((
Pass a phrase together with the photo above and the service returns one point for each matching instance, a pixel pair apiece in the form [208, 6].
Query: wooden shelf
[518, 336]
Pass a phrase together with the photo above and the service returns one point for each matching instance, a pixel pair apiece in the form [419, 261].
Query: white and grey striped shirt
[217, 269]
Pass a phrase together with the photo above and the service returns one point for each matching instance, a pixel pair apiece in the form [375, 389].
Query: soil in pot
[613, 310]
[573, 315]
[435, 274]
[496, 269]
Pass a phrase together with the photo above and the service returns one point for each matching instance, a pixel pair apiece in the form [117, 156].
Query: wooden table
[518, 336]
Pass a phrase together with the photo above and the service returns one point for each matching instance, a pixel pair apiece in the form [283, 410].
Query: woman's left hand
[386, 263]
))
> WHAT YOU ARE ASKED TO DO
Update all of the material above by replacing "service" with "tool" everywhere it occurs, and leave everything else unchanged.

> RESPONSE
Pass a phrase together with the photo above and the tool returns one point for each matching instance, a pixel pair apiece in the form [208, 6].
Query: wooden shelf
[518, 336]
Pass a phrase together with the photo above and the tool returns one point for each matching instance, a pixel pair apiece in the form [419, 261].
Query: white and grey striped shirt
[217, 269]
Pass a phrase together with the photo above and the tool returns one point for each matching instance, a pixel pair apiece in the form [375, 389].
Query: soil in pot
[613, 310]
[573, 315]
[435, 274]
[496, 269]
Pass a phrase together with the photo above and the tool returns one point for each matching instance, a pixel pair apiece in the form [117, 156].
Query: wooden table
[518, 336]
Pass a phrase together with the photo above and the tool returns one point for each matching instance, a pixel pair apiece in the form [283, 410].
Query: woman's left hand
[386, 263]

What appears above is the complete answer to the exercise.